§ AIM OF THE EXERCISE:
Answer these questions about the forum thread:
(a) Which Python version was used to create the conda environment?
(b) Which tensor sizes does the reply from Iain-S suggest trying next?
(c) What version of the Intel® oneAPI Base Toolkit is given in answer to the question about it?

§ READING TEXT:
Hello, i am not able to reproduce the segmentation fault, i activated Intel® oneAPI env (https://www.intel.com/content/www/us/en/developer/tools/oneapi/base-toolkit-download.html?operatingsystem=linux&distributions=offline )

Installed dependencies on conda env: (conda create -n ipex21 python=3.9)

python -m pip install torch==2.1.0a0 torchvision==0.16.0a0 torchaudio==2.1.0a0 intel-extension-for-pytorch==2.1.10+xpu --extra-index-url https://pytorch-extension.intel.com/release-whl/stable/xpu/us/

python -m pip install oneccl_bind_pt==2.1.100+xpu -f https://pytorch-extension.intel.com/release-whl/stable/xpu/us/oneccl-bind-pt/

This is my output:

(ipex21) adhamasi@sdp125072:~/torch-ccl-segfault$ mpirun -n 2 -l python -u allgather.py ccl 3_000_000 xpu
[1] /nfs/site/home/adhamasi/miniconda3/envs/ipex21/lib/python3.9/site-packages/torchvision/io/image.py:13: UserWarning: Failed to load image Python extension: ''If you don't plan on using image functionality from torchvision.io, you can ignore this warning. Otherwise, there might be something wrong with your environment. Did you have libjpeg or libpng installed before building torchvision from source?
[1] warn(
[0] /nfs/site/home/adhamasi/miniconda3/envs/ipex21/lib/python3.9/site-packages/torchvision/io/image.py:13: UserWarning: Failed to load image Python extension: ''If you don't plan on using image functionality from torchvision.io, you can ignore this warning. Otherwise, there might be something wrong with your environment. Did you have libjpeg or libpng installed before building torchvision from source?
[0] warn(
[0] My guessed rank = 0
[1] My guessed rank = 1
[1] Initialising process group with backend ccl
[0] Initialising process group with backend ccl
[1] TSHAPE=[3000000]
[0] TSHAPE=[3000000]
[0] moving to xpu:0
[1] moving to xpu:1
[0] tensor size 2: 2.861MB
[0] tensor size 1: 11.444MB
[0] making space
[1] tensor size 2: 2.861MB
[1] tensor size 1: 11.444MB
[1] making space
[0] gathering
[1] gathering
[0] gathered
[1] gathered

Could you please let me know, which version of Intel® oneAPI Base Toolkit are you using ?

@Iain-S
Copy link
Author

Iain-S commented Mar 15, 2024

Hi @akashdhamasia12, thanks for running on your system.

Could you check with progressively larger tensors (4_000_000, 5_000_000 and up) to see whether there is some point after which it segfaults?

Could you please let me know, which version of Intel® oneAPI Base Toolkit are you using?

I believe it is 2024.0.0.

§ GIVEN INFORMATION:
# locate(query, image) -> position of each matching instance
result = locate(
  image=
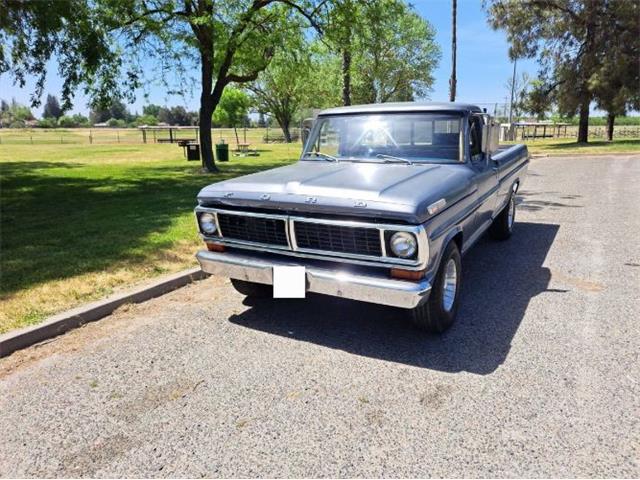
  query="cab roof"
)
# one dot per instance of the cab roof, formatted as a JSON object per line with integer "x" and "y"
{"x": 403, "y": 107}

§ RESULT:
(a) Python 3.9
(b) 4_000_000, 5_000_000 and up
(c) 2024.0.0